Secondary burner having a through-flow helmholtz resonator

Abstract

In a secondary burner for a gas turbine combustion chamber, a fuel feed (2, 3) arranged in a combustion chamber wall (1) is surrounded by an annular air duct (4). The air duct (4) communicates, by means of at least one supply tube (5), with a through-flow Helmholtz resonator (6). The outlet from the Helmholtz resonator damping tube (7), which is configured as an annular duct, is located in the region of the burner mouth (8) in the secondary combustion space (9).

Description

BACKGROUND OF THE INVENTION

1. Field of the Invention

The invention relates to a secondary burner for a gas turbine combustion chamber, for example, in which a fuel feed arranged in a combustion chamber wall is surrounded by an annular air duct.

2. Discussion of Background

Secondary burners in gas turbine combustion chambers are used with advantage where very low-emission combustion of oil or gas is the objective. The gas flow downstream of the normal burner, into which fuel has already been introduced from a primary source, can have an average temperature of approximately 850.degree. C. in this case. In such an environment, fuel which is sprayed in by means of a secondary burner can be ignited sufficiently rapidly. The ignition delay period is so short that the secondary combustion process is initiated over a useful distance, for example between 2 and 10 cm.

In contrast to normal burners, however, secondary burners are not self-sustaining. A flame stabilization zone is deliberately avoided in this case. A secondary burner therefore offers the possibility of converting a very large amount of fuel even at very high velocities, i.e. in very small periods of time. Its advantage lies in the fact that the residence time in a zone which is not perfectly premixed can be kept almost arbitrarily short. It is therefore, possible to mix very rapidly at high velocity.

For this purpose, the fuel or an air/fuel mixture from the secondary burner is, as a rule, blown with a transverse jet into the secondary combustion space, where rapid and homogeneous mixing takes place. This is not possible in the case of conventional burners because the flame stabilization necessary there would be lost.

The dominant problem in a secondary burner is that it is very susceptible to vibration. This is due to the fact that there is no unambiguously defined reaction zone, such as exists in the case of a normal burner. Because reaction zones can be easily influenced by pressure perturbations, such pressure perturbations can lead to large-volume displacements of the reaction in the combustion space and this can lead to very strong vibrations.

SUMMARY OF THE INVENTION

Accordingly, one object of the invention is to suppress thermoacoustically excited vibrations in a secondary burner of the type quoted at the beginning.

According to the invention, this is achieved by the air duct communicating, by means of at least one supply tube, with a through-flow Helmholtz resonator, the outlet from the at least one damping tube of the Helmholtz resonator being located in the region of the burner mouth in the secondary combustion space. The damping system can be effectively integrated in the secondary burner and, because of the simple construction of a secondary burner, the possibility exists of designing the secondary burner itself, or parts of it, as the suppressor.

- **REQUIRED WORK**
Pick up the secondary burner patent text above and continue it from its last sentence.

- **RECORD EXTRACTS**
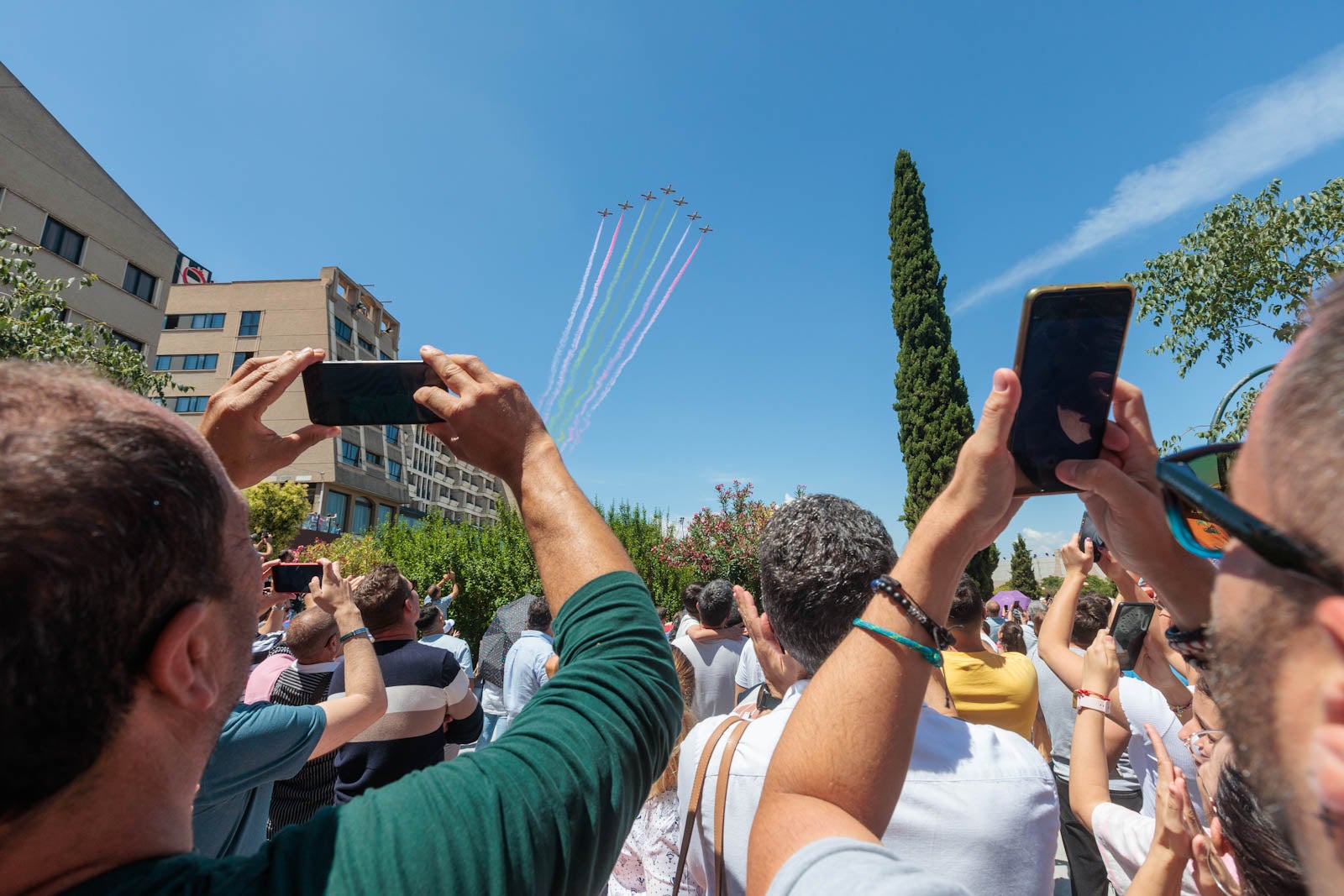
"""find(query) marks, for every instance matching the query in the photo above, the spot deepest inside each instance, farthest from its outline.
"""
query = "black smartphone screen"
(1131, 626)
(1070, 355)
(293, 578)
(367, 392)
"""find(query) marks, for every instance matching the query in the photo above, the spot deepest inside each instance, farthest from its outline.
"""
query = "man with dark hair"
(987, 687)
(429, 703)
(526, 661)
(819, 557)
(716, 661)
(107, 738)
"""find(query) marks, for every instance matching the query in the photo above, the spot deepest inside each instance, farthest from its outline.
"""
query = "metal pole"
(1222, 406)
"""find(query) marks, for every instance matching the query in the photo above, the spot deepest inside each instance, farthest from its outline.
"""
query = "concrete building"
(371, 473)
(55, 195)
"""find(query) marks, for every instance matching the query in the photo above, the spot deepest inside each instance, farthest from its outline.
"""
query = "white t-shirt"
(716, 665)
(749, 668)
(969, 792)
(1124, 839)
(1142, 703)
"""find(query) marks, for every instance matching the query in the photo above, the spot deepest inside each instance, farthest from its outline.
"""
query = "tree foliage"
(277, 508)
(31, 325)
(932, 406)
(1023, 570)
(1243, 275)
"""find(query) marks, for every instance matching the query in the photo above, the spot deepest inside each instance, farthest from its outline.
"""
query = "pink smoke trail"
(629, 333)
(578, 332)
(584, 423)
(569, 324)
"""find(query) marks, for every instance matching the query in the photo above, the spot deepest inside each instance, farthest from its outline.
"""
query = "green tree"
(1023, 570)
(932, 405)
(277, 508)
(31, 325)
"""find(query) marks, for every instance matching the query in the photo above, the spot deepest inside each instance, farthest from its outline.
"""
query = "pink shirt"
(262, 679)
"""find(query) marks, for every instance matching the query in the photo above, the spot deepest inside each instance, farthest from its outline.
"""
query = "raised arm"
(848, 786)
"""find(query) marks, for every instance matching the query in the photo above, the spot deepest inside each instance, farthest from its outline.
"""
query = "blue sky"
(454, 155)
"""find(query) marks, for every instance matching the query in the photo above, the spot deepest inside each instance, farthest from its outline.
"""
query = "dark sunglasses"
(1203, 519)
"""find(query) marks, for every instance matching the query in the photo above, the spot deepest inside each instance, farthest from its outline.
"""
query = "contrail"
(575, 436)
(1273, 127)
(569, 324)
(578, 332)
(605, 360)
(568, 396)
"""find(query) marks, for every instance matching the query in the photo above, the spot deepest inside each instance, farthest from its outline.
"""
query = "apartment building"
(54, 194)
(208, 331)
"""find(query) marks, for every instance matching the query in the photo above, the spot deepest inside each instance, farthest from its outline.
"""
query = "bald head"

- **EXERCISE OUTPUT**
It is particularly advantageous for the damping tube to be configured as an annular duct. The secondary burner is thus again enclosed in a curtain of air which originates from the Helmholtz resonator. The damping medium flowing out of the damping tube as an annulus into the secondary combustion space is, therefore, a constituent part of the secondary combustion air. The air used for damping purposes is not, therefore, counted as being lost.

BRIEF DESCRIPTION OF THE DRAWINGS

A more complete appreciation of the invention and many of the attendant advantages thereof will be readily obtained as the same becomes better understood by reference to the following detailed description when considered in connection with the accompanying drawings, wherein:

FIG. 1 is a side view of a conventional secondary burner installed in a combustion chamber;

FIG. 2 is side view of a secondary burner according to the present invention installed in a combustion chamber;

FIG. 3 is an enlarged view of the secondary burner of FIG. 2; and

FIG. 4 shows the principle of the Helmholtz resonator.

Only the elements essential for understanding the invention are shown. The flow directions of the working media are indicated by arrows.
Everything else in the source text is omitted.